Recorded data:
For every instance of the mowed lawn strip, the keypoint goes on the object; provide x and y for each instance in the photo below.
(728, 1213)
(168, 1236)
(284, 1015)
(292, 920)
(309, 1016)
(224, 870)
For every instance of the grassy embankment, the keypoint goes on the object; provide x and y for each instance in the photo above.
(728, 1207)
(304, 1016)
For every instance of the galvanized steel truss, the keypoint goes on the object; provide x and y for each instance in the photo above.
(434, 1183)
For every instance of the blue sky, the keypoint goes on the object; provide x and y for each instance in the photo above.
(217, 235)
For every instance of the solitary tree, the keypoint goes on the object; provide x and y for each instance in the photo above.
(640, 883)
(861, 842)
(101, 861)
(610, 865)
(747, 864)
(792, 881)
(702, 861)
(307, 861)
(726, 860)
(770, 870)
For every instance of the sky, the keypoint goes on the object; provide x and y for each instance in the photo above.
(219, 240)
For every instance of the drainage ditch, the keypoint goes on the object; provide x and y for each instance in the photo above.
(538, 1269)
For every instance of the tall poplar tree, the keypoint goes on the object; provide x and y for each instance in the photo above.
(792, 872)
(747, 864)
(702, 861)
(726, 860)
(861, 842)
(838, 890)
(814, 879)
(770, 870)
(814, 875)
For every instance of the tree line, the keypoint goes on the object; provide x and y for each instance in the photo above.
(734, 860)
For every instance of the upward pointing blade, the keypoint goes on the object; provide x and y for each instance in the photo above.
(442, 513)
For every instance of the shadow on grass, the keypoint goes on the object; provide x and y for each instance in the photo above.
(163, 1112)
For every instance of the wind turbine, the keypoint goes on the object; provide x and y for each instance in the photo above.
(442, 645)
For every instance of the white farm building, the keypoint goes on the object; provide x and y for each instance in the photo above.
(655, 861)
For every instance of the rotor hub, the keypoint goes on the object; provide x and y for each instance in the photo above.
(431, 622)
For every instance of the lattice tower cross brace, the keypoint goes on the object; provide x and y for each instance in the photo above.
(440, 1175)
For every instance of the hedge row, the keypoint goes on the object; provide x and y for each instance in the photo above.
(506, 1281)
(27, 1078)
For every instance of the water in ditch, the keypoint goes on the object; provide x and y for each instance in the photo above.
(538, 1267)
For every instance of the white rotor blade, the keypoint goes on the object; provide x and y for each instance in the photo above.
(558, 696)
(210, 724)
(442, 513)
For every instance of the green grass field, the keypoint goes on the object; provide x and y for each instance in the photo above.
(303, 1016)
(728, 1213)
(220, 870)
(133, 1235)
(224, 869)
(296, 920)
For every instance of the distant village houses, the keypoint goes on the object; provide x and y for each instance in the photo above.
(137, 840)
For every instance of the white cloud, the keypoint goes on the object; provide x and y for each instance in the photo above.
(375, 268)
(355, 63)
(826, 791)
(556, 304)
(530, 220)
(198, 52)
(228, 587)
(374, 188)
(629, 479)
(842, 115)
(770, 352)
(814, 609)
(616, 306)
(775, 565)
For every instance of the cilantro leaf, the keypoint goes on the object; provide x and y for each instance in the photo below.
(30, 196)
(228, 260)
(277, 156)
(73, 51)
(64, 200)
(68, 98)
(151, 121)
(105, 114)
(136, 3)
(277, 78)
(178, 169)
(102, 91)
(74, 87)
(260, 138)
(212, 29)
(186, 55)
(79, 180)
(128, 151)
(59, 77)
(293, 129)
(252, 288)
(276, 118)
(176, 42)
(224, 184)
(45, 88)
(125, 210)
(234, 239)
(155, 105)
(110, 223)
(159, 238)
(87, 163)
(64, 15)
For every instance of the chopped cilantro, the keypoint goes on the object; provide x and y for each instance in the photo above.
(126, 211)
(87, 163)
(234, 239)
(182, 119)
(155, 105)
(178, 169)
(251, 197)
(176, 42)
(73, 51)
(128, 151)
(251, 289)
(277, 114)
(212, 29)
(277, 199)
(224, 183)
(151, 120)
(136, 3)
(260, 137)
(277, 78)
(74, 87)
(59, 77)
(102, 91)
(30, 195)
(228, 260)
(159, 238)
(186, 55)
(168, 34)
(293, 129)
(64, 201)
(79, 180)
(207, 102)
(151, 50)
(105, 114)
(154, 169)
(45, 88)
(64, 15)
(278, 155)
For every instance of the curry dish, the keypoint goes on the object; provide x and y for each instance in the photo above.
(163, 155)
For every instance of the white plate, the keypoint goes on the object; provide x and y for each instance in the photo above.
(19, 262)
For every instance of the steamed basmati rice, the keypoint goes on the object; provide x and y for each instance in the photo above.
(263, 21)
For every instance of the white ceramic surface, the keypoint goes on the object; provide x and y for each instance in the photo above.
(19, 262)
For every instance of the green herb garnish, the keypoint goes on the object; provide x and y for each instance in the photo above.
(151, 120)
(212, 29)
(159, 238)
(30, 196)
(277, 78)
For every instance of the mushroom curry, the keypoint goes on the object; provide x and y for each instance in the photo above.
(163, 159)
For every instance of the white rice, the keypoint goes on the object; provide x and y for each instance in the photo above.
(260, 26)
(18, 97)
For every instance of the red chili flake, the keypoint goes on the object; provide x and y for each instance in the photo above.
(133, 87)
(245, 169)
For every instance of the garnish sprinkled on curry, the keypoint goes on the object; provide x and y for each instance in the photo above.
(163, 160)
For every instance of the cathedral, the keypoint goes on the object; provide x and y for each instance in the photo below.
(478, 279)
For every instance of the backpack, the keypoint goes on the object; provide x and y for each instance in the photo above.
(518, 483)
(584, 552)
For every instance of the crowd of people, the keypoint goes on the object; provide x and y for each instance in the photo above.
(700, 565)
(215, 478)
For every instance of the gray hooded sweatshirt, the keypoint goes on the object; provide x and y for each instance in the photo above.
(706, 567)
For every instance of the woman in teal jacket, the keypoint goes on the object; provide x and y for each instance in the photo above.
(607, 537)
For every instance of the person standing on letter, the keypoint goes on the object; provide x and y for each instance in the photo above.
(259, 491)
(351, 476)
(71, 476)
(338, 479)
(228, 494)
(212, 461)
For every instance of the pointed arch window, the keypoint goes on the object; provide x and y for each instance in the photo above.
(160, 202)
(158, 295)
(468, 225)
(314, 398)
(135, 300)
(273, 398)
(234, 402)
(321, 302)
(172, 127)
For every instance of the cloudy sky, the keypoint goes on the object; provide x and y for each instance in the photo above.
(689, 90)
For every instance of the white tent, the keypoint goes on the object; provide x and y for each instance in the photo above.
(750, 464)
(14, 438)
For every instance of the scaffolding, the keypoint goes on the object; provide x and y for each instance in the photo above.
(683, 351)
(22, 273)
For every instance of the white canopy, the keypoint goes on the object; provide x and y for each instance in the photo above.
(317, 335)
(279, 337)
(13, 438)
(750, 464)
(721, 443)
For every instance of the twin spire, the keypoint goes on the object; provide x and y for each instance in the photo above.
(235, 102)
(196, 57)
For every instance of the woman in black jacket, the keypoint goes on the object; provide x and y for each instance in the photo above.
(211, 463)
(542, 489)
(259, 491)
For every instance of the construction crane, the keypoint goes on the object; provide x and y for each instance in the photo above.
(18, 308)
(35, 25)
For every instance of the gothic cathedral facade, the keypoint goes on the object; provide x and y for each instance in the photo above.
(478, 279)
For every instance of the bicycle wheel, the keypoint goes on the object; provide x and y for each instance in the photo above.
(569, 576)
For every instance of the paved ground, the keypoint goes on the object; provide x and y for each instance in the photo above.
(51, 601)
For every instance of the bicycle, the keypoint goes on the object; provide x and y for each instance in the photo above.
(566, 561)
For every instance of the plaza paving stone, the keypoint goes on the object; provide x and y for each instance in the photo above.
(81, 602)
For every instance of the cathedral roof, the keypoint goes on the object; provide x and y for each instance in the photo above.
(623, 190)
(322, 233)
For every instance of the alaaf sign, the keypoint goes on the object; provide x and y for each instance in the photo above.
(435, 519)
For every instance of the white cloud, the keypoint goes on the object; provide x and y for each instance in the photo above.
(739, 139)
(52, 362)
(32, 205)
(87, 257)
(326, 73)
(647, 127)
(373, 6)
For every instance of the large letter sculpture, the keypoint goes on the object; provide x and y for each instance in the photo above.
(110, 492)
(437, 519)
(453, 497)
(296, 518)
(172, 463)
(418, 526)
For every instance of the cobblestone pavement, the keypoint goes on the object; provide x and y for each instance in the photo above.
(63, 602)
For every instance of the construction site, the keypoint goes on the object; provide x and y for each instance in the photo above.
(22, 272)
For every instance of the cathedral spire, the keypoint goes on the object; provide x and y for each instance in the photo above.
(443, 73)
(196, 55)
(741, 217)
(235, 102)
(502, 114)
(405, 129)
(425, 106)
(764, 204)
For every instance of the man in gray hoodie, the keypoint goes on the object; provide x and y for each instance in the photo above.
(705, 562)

What is asked:
The lines to quote run from the one containing "For every instance of the cobblestone" through the final line of the material above; please give them exactly, both ends included, and nothing else.

Finished answer:
For every instance of the cobblestone pavement, the keypoint goes on the object; provide x and y for each instance in the photo above.
(63, 602)
For every instance of the construction site, the keypoint goes on the object; provide x and y for each instance in the photo above.
(22, 272)
For every instance of the cathedral spire, the keypoint goes on the object; provide x and y for each instance in the photo above.
(443, 73)
(196, 55)
(741, 217)
(235, 102)
(502, 114)
(405, 129)
(425, 106)
(764, 204)
For every instance of the man in gray hoodie, the keypoint goes on the object; provide x and y for each instance in the photo above.
(705, 562)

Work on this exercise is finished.